Copy out each line of the data holding "above".

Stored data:
--- START ---
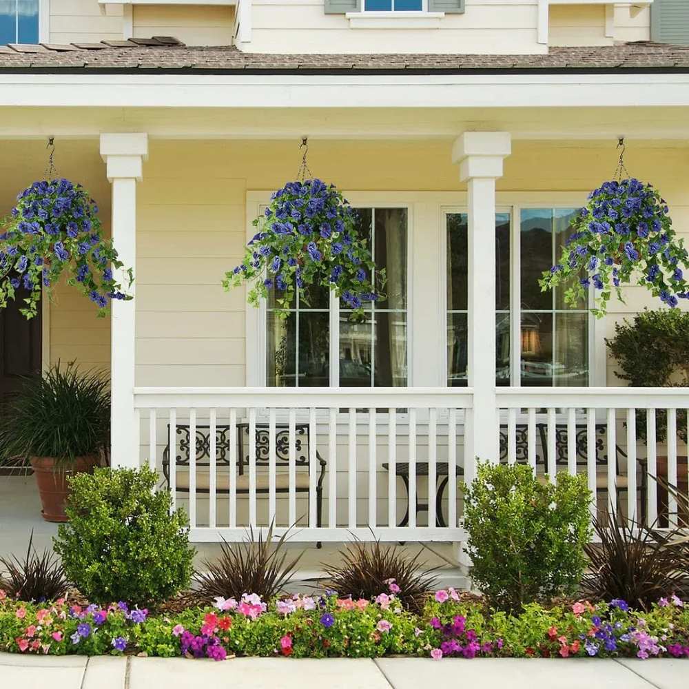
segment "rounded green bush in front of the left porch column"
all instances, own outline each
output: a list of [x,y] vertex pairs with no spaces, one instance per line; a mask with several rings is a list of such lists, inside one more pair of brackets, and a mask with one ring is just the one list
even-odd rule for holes
[[155,604],[189,586],[194,548],[187,517],[144,467],[96,469],[70,480],[54,546],[65,573],[93,601]]

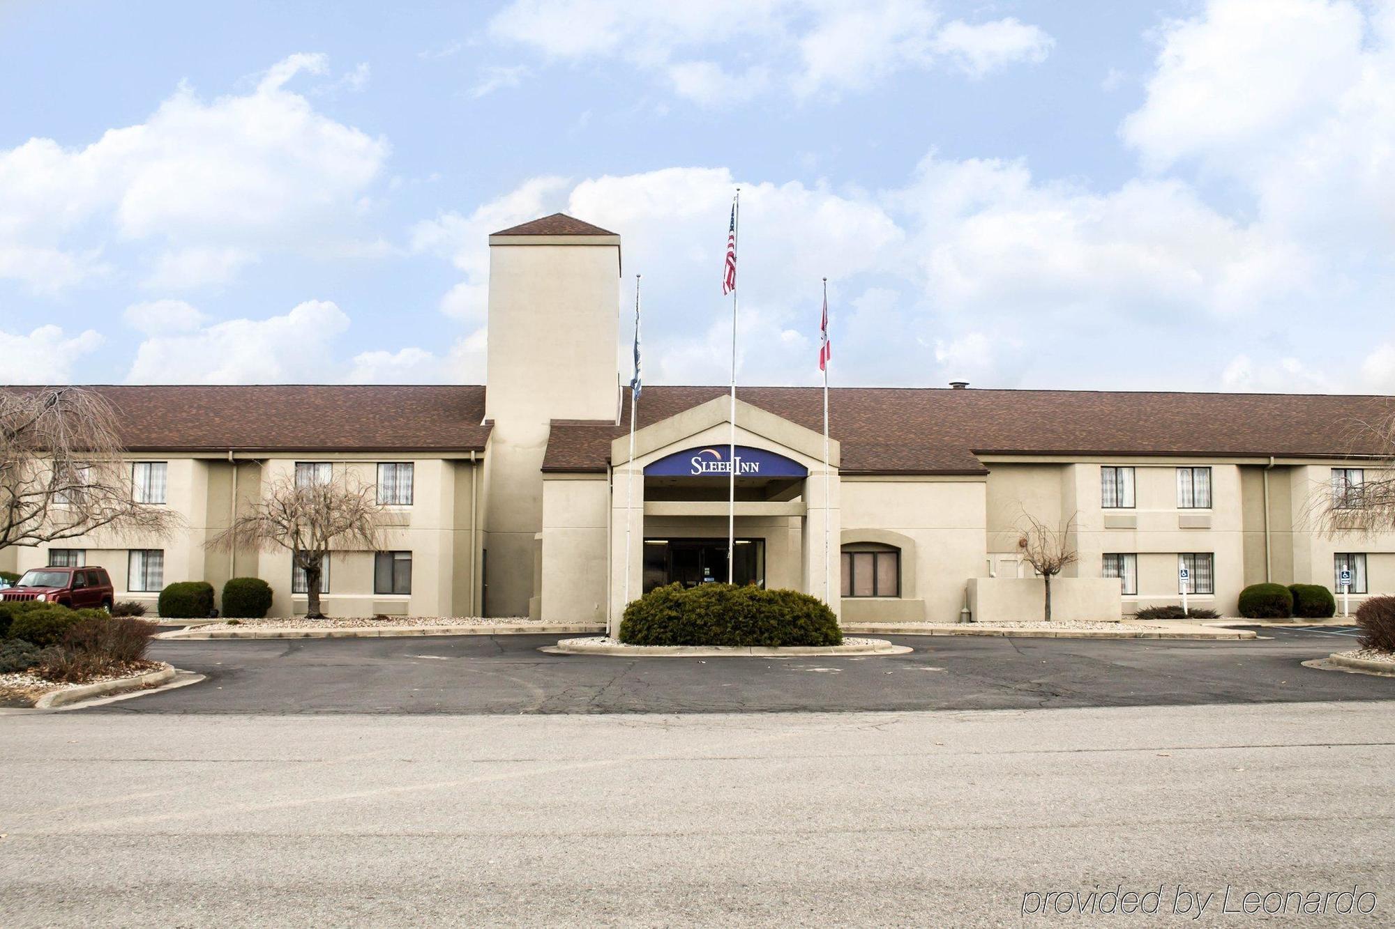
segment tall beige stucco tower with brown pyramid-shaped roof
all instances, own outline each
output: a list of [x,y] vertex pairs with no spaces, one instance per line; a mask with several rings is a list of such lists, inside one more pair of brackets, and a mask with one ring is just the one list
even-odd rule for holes
[[490,236],[485,612],[538,615],[551,420],[614,420],[619,236],[564,213]]

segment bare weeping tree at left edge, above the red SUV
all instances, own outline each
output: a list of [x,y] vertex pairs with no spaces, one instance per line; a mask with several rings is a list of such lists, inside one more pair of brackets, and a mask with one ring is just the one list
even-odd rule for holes
[[109,530],[163,536],[179,518],[135,502],[116,411],[82,388],[0,391],[0,548]]

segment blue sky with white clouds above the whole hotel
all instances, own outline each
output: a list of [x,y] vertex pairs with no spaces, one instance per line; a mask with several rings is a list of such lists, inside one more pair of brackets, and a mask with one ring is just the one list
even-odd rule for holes
[[1395,0],[0,0],[0,382],[480,384],[564,211],[724,384],[739,186],[742,384],[827,278],[834,385],[1395,392]]

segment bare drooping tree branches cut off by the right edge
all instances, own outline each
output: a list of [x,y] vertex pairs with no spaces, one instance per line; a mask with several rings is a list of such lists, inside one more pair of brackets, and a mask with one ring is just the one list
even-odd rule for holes
[[1353,449],[1364,449],[1362,460],[1352,463],[1362,470],[1362,478],[1350,480],[1345,469],[1338,469],[1331,492],[1325,485],[1314,488],[1303,522],[1327,536],[1395,530],[1395,414],[1353,421],[1349,442]]

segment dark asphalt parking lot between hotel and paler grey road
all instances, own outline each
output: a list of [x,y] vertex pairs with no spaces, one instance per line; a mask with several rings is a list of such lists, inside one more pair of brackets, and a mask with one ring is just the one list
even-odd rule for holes
[[160,642],[206,681],[84,713],[767,713],[1381,700],[1395,679],[1303,661],[1341,628],[1260,640],[893,639],[910,654],[618,658],[538,651],[557,636]]

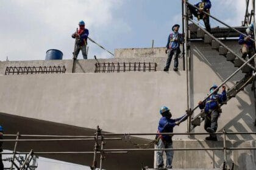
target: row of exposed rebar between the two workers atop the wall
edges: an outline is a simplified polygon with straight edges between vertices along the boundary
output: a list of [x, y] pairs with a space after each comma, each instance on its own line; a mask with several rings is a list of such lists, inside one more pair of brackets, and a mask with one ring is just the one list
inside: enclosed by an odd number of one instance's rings
[[112, 72], [156, 72], [157, 63], [95, 63], [95, 73]]

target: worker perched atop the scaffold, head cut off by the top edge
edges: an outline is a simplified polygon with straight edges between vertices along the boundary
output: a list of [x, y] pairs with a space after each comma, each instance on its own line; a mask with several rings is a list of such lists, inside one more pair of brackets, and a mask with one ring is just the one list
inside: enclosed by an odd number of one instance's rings
[[[197, 10], [194, 6], [196, 6], [199, 10]], [[205, 28], [210, 33], [211, 32], [210, 17], [205, 13], [203, 13], [203, 11], [210, 13], [210, 8], [212, 7], [211, 1], [202, 0], [201, 2], [198, 2], [197, 4], [195, 4], [194, 6], [188, 4], [188, 9], [190, 10], [191, 14], [193, 14], [198, 20], [203, 19]], [[193, 19], [193, 16], [190, 15], [190, 18]]]

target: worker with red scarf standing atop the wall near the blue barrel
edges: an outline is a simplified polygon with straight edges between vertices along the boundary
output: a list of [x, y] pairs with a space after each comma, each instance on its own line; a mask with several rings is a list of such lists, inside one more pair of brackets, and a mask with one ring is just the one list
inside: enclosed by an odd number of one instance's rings
[[79, 30], [78, 32], [73, 33], [72, 38], [76, 38], [75, 49], [73, 53], [73, 59], [77, 59], [77, 55], [79, 54], [80, 50], [82, 50], [82, 55], [84, 59], [87, 59], [87, 38], [89, 35], [89, 30], [85, 29], [85, 22], [79, 22]]

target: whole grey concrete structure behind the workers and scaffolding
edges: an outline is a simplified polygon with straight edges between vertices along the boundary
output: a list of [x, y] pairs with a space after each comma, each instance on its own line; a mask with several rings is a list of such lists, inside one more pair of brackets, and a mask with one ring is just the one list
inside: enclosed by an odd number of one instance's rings
[[[240, 46], [236, 41], [226, 41], [229, 47], [239, 53]], [[154, 49], [151, 49], [154, 52]], [[162, 72], [166, 56], [135, 55], [129, 50], [119, 50], [115, 59], [99, 60], [99, 62], [133, 62], [152, 61], [158, 63], [158, 72], [126, 72], [126, 73], [94, 73], [96, 60], [76, 61], [76, 73], [72, 70], [72, 61], [23, 61], [1, 62], [0, 73], [4, 73], [7, 66], [63, 66], [67, 68], [65, 74], [51, 75], [1, 75], [0, 76], [0, 118], [9, 133], [29, 134], [93, 134], [96, 125], [104, 131], [112, 133], [151, 133], [157, 131], [160, 118], [158, 110], [166, 105], [171, 108], [174, 117], [185, 113], [187, 106], [196, 106], [208, 93], [209, 87], [219, 84], [235, 71], [232, 63], [224, 56], [202, 41], [191, 42], [189, 93], [187, 94], [187, 75], [182, 69], [179, 72]], [[161, 53], [155, 49], [155, 53]], [[129, 55], [130, 53], [130, 55]], [[139, 50], [136, 50], [139, 53]], [[123, 58], [123, 56], [125, 58]], [[132, 56], [132, 57], [130, 57]], [[138, 58], [135, 58], [138, 57]], [[172, 62], [173, 63], [173, 62]], [[180, 59], [182, 64], [182, 59]], [[182, 67], [182, 65], [180, 65]], [[232, 87], [243, 77], [239, 73], [227, 83]], [[190, 99], [187, 103], [187, 97]], [[219, 119], [218, 130], [255, 132], [255, 103], [254, 94], [248, 86], [236, 98], [222, 107], [223, 113]], [[197, 110], [199, 112], [199, 110]], [[175, 132], [186, 132], [187, 124], [175, 127]], [[203, 126], [196, 127], [195, 132], [204, 132]], [[218, 146], [222, 142], [205, 142], [205, 136], [174, 136], [177, 140], [174, 147], [196, 148], [197, 146]], [[147, 143], [154, 136], [132, 140]], [[254, 146], [255, 135], [229, 136], [230, 146]], [[222, 137], [219, 137], [222, 140]], [[234, 140], [234, 141], [233, 141]], [[238, 141], [243, 140], [243, 141]], [[239, 143], [239, 144], [238, 144]], [[5, 145], [12, 149], [13, 143]], [[54, 144], [29, 143], [20, 146], [21, 151], [30, 147], [38, 151], [92, 151], [93, 143]], [[72, 146], [72, 147], [71, 147]], [[81, 146], [81, 147], [80, 147]], [[108, 148], [129, 148], [130, 143], [124, 141], [108, 141]], [[48, 150], [49, 149], [49, 150]], [[66, 150], [67, 149], [67, 150]], [[198, 157], [194, 157], [194, 153]], [[108, 155], [104, 161], [107, 169], [140, 169], [140, 163], [152, 167], [153, 152], [130, 152], [124, 155]], [[67, 155], [47, 157], [71, 161], [84, 165], [91, 165], [92, 155], [81, 157]], [[235, 162], [235, 168], [255, 169], [255, 152], [229, 152], [230, 160]], [[174, 168], [221, 168], [222, 151], [176, 152]], [[126, 167], [124, 166], [126, 165]], [[129, 166], [127, 166], [129, 165]]]

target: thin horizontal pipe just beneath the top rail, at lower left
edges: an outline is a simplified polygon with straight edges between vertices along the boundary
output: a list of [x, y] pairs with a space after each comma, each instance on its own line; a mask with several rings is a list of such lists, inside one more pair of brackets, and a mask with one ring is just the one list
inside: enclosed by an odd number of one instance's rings
[[[94, 140], [94, 138], [50, 138], [50, 139], [4, 139], [0, 141], [84, 141]], [[122, 140], [122, 138], [105, 138], [105, 140]]]

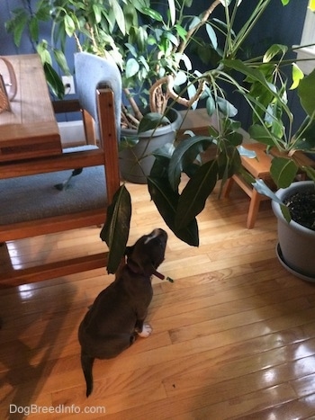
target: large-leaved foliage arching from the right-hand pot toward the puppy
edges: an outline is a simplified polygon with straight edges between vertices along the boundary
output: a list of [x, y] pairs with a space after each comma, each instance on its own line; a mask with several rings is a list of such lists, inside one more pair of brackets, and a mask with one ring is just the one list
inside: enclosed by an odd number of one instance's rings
--- END ---
▶ [Written solution]:
segment bare weeping tree at left edge, above the red SUV
segment blue sky with white clouds above the whole hotel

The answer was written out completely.